**Problem details**
Output the following lines exactly as they appear, reproducing every one of them without changes.

Object detection data:
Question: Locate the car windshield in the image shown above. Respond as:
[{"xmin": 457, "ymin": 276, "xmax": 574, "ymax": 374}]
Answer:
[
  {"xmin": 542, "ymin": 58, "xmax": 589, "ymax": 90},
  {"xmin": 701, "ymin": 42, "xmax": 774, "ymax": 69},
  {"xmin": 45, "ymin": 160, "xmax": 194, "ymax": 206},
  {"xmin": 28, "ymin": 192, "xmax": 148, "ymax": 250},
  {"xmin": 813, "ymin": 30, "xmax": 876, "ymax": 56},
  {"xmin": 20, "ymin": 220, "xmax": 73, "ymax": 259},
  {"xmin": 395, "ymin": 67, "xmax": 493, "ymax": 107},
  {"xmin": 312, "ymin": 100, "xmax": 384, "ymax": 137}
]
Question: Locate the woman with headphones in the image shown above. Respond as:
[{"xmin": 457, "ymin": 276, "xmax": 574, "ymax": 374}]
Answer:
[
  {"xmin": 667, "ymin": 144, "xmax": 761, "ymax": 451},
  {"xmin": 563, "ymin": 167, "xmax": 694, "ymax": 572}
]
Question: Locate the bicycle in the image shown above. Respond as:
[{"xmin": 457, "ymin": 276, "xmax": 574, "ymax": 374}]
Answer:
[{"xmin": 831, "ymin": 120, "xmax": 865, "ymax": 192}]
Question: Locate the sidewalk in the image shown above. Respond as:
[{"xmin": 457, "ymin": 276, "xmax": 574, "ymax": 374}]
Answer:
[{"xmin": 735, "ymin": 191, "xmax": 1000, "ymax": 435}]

**Task result**
Question: Locate the car windshield in the image shown above. Respond as:
[{"xmin": 457, "ymin": 276, "xmax": 574, "ymax": 374}]
Answer:
[
  {"xmin": 542, "ymin": 58, "xmax": 589, "ymax": 90},
  {"xmin": 701, "ymin": 42, "xmax": 774, "ymax": 69},
  {"xmin": 45, "ymin": 160, "xmax": 194, "ymax": 206},
  {"xmin": 28, "ymin": 192, "xmax": 148, "ymax": 250},
  {"xmin": 813, "ymin": 30, "xmax": 876, "ymax": 56},
  {"xmin": 20, "ymin": 220, "xmax": 73, "ymax": 259},
  {"xmin": 395, "ymin": 67, "xmax": 493, "ymax": 107},
  {"xmin": 312, "ymin": 100, "xmax": 384, "ymax": 137}
]
Question: Locate the woman with headphones in the image shown above. Respond as:
[{"xmin": 457, "ymin": 276, "xmax": 574, "ymax": 374}]
Answer:
[
  {"xmin": 667, "ymin": 144, "xmax": 761, "ymax": 451},
  {"xmin": 563, "ymin": 167, "xmax": 694, "ymax": 572}
]
Question: Locate the bicycle in the image shown above. Respond as:
[{"xmin": 457, "ymin": 276, "xmax": 574, "ymax": 374}]
Answer:
[{"xmin": 831, "ymin": 120, "xmax": 865, "ymax": 192}]
Question: Locate the sidewalk in the image shown above. Respond as:
[{"xmin": 457, "ymin": 276, "xmax": 574, "ymax": 374}]
Answer:
[{"xmin": 735, "ymin": 191, "xmax": 1000, "ymax": 435}]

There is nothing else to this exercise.